■ What to work on ■
Return, word for word, every line that follows.

■ Exercise materials ■
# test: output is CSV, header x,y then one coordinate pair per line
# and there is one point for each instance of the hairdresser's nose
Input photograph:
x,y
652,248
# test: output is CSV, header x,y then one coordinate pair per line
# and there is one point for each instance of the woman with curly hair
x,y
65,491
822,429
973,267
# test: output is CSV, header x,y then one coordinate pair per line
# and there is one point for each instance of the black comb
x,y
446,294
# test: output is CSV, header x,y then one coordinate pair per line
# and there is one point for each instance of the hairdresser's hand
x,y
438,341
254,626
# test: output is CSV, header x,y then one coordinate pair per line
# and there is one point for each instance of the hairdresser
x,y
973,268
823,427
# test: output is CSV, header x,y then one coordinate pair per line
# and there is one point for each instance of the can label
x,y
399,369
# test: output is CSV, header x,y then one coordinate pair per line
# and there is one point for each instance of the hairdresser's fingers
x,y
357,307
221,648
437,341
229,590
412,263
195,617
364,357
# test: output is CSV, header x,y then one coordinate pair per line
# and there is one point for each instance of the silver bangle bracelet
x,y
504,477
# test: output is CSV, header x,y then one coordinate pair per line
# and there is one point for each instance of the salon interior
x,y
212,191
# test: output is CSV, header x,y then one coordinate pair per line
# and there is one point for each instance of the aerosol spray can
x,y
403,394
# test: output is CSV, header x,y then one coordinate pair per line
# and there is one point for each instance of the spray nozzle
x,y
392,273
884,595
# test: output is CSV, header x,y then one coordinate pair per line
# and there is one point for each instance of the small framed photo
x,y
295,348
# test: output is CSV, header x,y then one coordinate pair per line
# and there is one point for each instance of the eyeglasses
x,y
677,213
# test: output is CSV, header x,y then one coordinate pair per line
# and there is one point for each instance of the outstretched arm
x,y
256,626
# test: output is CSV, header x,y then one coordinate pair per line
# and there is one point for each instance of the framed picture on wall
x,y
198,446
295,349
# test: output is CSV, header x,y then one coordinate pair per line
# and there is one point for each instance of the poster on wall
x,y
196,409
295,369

■ Task solution ■
# test: output is CSV, header x,y then one coordinate pair per line
# and there is one point for each instance of the hairdresser's nose
Input photograph:
x,y
652,248
# test: output is CSV, header x,y then one coordinate pair per line
# and there is one point for each instance of the woman with curly hair
x,y
65,491
822,429
973,267
# test: output is CSV, header x,y then one coordinate pair per line
# and there is one point for each instance of the black comb
x,y
446,294
# test: output is CSV, header x,y then one coordinate pair per line
# and there is one point for each instance of the hairdresser's hand
x,y
438,341
254,626
# test: output is CSV, header x,y then one coordinate pair per line
# and there is one point for each instance of the hairdresser
x,y
973,268
823,427
# test: output is CSV, header x,y then one coordinate pair per line
# and there is one point for each instance of the can label
x,y
399,369
# test: output is CSV, header x,y then one coordinate pair per line
# and there is one point for each instance of the hairdresser's fingers
x,y
357,307
221,648
437,341
229,590
412,263
195,617
364,357
# test: output is CSV, header x,y then one coordinate pair per line
# and there is one point for each instance of the silver bangle bracelet
x,y
504,477
# test: output is CSV, header x,y then one coordinate pair per line
# and there is one point for each instance of the salon interior
x,y
212,191
# test: output is CSV, header x,y then one coordinate pair per line
# and there is one point for each instance of the aerosol spray can
x,y
403,394
# test: output is CSV, header x,y then one coordinate pair per line
# and there is one point for each instance of the spray nozzle
x,y
392,273
884,595
# test: output is CSV, header x,y then one coordinate pair per line
# and there is one point for each instance of the small framed photo
x,y
295,348
# test: output is CSV, header x,y then one coordinate pair per line
# and there is one point for each instance of the eyeglasses
x,y
677,213
# test: output is CSV, header x,y then one coordinate pair per line
# and there is one point for each instance of the outstretched arm
x,y
256,626
# test: output is CSV, header x,y then one coordinate pair per line
# and there is one point for each instance of the framed picture on wall
x,y
198,446
295,349
# test: output is CSV, header x,y then one coordinate pair per line
# and there is one point for each instance of the poster on wall
x,y
196,409
295,369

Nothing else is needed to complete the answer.